INSTRUCTIONS FOR THE TASK ▸
Copy out, in full, every line of the records below that contains the word "left".

TASK INPUTS ▸
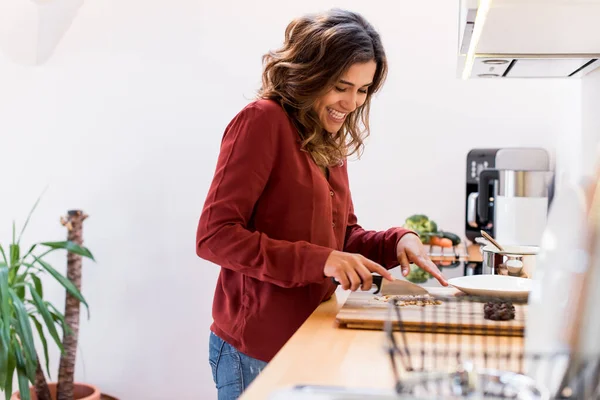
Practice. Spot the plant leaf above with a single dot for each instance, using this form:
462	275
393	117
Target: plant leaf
4	301
38	285
43	310
3	356
30	250
3	255
10	372
40	330
22	373
70	246
14	254
25	333
30	213
66	283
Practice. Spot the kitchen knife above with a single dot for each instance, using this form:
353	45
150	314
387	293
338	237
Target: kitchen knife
395	287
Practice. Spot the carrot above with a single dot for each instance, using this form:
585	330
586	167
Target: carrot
442	242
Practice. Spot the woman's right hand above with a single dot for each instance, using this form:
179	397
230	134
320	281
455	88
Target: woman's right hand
353	270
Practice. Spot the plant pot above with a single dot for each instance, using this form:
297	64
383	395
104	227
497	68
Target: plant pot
82	391
30	30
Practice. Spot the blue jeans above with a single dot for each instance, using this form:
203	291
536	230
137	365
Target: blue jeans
232	371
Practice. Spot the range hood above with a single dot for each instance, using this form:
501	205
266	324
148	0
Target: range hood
528	38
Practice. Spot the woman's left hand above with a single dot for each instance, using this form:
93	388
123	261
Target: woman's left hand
411	250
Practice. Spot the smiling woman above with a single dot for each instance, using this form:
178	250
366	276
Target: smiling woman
324	76
278	218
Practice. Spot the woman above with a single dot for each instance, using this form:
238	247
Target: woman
278	217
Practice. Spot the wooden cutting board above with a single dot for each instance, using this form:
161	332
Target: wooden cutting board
363	311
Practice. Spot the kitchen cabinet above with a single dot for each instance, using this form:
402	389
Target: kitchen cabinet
528	38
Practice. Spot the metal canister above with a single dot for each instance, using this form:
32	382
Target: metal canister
516	261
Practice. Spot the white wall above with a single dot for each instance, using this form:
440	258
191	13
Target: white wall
590	116
125	123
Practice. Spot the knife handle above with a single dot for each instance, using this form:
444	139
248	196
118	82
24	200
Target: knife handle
377	279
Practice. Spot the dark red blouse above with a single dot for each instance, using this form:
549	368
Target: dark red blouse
270	220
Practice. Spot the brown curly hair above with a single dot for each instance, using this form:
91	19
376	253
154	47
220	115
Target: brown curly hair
317	50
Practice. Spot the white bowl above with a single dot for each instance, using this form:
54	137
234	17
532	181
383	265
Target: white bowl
502	286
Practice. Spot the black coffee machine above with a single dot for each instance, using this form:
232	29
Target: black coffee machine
520	159
478	160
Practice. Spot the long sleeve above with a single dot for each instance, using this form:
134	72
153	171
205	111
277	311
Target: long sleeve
225	235
378	246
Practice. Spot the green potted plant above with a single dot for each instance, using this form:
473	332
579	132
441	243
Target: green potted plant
23	308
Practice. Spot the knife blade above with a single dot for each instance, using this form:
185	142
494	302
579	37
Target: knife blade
395	287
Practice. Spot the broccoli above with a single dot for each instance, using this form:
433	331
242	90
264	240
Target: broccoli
422	225
417	275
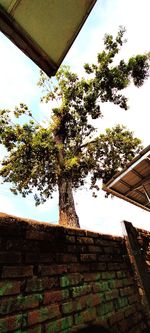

SOLUTION TO THIS TASK ▸
Practice. Spot the woman's left hand above with a single dot for each instance, using this form:
Target: woman's left hand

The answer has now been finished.